[Entries from a pointing dataset]

===

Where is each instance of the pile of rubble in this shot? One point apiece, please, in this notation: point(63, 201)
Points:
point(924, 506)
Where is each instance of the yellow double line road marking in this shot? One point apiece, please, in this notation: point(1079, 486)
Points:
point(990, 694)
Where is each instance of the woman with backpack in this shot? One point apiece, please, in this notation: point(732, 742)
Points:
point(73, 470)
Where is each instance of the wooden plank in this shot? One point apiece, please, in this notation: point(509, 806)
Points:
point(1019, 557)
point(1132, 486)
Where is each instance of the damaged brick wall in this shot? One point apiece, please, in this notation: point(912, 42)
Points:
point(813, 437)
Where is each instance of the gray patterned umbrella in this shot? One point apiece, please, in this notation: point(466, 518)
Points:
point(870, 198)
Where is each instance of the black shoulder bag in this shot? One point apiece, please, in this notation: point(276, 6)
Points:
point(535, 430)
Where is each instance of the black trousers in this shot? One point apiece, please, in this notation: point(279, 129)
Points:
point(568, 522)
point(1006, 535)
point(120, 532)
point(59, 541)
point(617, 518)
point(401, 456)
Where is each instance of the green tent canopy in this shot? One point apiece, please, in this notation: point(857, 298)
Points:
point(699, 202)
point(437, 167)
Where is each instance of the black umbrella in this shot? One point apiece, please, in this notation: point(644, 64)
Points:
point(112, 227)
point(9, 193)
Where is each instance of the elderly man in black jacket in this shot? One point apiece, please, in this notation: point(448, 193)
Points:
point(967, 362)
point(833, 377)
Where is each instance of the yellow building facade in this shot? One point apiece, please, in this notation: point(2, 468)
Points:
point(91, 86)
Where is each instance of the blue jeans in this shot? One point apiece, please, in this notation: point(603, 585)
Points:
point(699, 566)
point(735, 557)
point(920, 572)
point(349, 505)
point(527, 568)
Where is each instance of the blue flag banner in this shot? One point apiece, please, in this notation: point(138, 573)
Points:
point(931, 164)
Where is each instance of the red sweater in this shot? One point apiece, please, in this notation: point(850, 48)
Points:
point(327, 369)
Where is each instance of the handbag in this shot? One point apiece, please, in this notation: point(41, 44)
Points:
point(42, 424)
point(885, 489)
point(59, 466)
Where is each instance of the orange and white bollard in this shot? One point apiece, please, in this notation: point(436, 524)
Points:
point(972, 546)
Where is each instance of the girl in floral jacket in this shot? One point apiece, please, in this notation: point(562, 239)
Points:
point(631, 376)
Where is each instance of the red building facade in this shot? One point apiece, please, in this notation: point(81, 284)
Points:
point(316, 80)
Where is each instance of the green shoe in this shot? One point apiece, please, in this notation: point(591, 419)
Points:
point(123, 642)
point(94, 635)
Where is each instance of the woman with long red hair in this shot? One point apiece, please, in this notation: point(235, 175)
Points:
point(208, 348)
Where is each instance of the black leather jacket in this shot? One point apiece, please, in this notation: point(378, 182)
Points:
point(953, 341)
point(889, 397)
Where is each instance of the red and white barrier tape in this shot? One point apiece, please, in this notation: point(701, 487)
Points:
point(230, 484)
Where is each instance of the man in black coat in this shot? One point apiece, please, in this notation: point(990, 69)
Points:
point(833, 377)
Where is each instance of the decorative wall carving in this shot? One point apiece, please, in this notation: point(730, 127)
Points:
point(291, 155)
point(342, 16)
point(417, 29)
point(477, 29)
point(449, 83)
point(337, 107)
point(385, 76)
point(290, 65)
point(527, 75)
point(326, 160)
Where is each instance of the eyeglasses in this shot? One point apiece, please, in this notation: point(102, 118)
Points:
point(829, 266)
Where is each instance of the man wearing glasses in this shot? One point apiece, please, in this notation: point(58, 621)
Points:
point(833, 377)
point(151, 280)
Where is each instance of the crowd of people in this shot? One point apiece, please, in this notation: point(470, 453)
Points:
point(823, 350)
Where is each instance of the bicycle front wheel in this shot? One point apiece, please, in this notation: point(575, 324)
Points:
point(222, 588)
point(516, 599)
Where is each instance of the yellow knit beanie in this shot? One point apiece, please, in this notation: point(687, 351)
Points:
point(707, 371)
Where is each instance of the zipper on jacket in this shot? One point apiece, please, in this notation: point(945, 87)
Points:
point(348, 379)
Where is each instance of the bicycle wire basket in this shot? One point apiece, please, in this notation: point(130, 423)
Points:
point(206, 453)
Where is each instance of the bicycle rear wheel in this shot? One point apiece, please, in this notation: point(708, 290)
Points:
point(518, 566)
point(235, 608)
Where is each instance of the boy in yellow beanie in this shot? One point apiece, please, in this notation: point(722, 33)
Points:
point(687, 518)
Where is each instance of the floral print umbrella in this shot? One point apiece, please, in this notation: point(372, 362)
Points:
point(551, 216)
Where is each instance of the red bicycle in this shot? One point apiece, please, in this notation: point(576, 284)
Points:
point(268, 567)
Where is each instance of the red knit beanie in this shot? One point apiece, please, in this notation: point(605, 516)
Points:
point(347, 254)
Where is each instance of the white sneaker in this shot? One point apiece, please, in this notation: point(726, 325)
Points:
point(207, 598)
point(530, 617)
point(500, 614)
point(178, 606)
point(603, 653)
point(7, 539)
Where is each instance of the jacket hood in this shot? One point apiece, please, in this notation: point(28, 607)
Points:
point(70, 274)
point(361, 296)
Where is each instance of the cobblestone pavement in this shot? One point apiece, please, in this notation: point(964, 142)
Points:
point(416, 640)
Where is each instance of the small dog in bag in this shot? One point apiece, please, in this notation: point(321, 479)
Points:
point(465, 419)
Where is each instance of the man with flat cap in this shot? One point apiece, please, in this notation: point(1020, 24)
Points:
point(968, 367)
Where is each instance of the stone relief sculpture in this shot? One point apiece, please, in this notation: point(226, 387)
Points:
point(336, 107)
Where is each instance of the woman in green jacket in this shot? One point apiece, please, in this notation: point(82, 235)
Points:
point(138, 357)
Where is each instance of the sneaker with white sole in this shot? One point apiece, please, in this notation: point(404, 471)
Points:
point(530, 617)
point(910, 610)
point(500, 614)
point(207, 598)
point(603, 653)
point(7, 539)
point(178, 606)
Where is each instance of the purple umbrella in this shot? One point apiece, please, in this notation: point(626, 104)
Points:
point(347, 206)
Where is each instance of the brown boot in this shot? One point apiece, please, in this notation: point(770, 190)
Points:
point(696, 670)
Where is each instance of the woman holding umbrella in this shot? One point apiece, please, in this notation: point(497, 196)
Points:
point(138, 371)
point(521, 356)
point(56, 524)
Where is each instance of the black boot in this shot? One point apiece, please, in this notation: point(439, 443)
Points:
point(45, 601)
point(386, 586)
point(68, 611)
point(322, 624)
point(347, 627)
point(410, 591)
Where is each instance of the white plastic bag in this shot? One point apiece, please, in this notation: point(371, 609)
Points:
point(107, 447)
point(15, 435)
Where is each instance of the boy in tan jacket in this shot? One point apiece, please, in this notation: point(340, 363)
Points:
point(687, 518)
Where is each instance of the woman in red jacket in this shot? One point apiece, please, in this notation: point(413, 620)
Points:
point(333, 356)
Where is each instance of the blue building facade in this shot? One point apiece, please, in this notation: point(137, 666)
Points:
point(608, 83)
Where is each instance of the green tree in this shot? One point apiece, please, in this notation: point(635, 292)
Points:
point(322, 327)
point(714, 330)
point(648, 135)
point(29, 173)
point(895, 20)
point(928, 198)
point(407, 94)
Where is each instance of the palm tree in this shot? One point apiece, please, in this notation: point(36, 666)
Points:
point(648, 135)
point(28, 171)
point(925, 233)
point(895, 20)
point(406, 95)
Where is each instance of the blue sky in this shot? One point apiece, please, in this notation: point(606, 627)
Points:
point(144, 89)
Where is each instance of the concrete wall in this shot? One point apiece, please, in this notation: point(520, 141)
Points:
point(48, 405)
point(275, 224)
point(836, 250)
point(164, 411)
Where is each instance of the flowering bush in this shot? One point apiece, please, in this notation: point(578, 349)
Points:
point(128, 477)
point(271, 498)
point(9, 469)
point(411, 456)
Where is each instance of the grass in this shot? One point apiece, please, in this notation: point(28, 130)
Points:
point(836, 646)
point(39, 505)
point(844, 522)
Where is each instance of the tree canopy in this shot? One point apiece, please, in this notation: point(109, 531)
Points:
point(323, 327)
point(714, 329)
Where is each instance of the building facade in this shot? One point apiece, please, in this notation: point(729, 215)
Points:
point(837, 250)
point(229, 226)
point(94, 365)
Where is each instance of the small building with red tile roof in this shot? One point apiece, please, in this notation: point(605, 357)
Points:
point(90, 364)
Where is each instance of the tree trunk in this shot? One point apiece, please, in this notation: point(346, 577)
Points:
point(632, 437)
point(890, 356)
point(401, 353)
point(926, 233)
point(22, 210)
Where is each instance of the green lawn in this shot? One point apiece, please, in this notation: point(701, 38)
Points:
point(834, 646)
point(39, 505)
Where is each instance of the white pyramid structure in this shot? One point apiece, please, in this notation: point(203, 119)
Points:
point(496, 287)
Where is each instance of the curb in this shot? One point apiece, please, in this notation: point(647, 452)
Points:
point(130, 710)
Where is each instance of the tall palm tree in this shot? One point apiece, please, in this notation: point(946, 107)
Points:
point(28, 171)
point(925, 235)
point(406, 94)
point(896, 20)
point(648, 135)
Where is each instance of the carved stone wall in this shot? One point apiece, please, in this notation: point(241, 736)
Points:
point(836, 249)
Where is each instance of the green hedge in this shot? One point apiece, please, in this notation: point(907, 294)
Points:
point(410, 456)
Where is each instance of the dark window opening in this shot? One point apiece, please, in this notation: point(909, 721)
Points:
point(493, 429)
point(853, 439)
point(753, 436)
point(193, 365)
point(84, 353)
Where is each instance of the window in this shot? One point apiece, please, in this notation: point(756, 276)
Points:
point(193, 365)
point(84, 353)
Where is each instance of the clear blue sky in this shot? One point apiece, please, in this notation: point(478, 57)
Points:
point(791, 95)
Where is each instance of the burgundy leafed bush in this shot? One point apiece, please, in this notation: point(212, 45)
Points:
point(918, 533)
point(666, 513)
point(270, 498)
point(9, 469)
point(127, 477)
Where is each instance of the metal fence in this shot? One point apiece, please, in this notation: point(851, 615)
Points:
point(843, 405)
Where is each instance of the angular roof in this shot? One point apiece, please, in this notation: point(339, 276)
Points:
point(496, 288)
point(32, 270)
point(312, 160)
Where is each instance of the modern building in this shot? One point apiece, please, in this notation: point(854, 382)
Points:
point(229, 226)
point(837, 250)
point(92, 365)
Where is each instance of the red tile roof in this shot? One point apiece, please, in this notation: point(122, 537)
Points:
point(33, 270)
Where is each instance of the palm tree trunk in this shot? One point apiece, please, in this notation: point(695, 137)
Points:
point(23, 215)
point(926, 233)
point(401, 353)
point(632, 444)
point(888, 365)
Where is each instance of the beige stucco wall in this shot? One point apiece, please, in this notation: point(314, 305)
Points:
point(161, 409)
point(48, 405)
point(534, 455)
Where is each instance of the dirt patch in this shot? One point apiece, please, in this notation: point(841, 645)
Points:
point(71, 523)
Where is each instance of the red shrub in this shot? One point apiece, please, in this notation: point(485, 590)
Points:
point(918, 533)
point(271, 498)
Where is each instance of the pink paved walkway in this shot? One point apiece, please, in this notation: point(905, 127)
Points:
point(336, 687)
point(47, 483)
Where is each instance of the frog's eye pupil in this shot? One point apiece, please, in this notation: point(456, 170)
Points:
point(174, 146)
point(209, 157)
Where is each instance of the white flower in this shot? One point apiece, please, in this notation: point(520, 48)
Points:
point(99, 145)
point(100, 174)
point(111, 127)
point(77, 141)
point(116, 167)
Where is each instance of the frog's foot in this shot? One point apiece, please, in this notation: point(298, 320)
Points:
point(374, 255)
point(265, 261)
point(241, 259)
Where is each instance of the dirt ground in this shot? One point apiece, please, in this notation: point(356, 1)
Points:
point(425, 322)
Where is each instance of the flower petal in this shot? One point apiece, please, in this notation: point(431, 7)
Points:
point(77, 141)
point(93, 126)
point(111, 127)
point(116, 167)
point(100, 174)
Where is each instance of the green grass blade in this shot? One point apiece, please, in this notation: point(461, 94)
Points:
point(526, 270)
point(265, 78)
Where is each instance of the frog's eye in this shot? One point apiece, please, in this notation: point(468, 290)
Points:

===

▸ BRIEF
Can you reproduce word for word the part of the data that opens with the line containing "Where is each instance of the metal" and closes with the line containing "point(47, 483)", with both of those lines included?

▸ RESPONSE BELOW
Where is each instance of the metal fence in this shot? One point apiece, please, in this notation: point(851, 615)
Points:
point(843, 405)
Where is each instance of the angular roof in this shot? One point apiece, please, in this notation: point(339, 276)
Points:
point(496, 288)
point(32, 270)
point(312, 160)
Where is each instance of the modern building in this shot? One point apiece, please, in this notation: point(854, 382)
Points:
point(229, 226)
point(837, 250)
point(92, 365)
Where is each instance of the red tile roof in this shot? One point apiece, please, in this notation: point(122, 537)
Points:
point(33, 270)
Where is each instance of the palm tree trunk in this shot? One point apiece, please, in this notation: point(695, 137)
Points:
point(23, 215)
point(926, 233)
point(401, 353)
point(632, 444)
point(888, 365)
Where is each instance of the beige stucco wall in this shot? One point apiece, please, in this notation: point(314, 305)
Points:
point(161, 409)
point(48, 405)
point(534, 455)
Where is each instance of the dirt patch in this shot? One point apiece, please, in this notation: point(841, 645)
Points:
point(71, 523)
Where is each instance of the red shrub in this shot? One point apiece, please, in this notation: point(485, 590)
Points:
point(918, 533)
point(271, 498)
Where is each instance of the pink paved walkway in this shot? One point apiece, please, in this notation: point(905, 127)
Points:
point(336, 687)
point(47, 483)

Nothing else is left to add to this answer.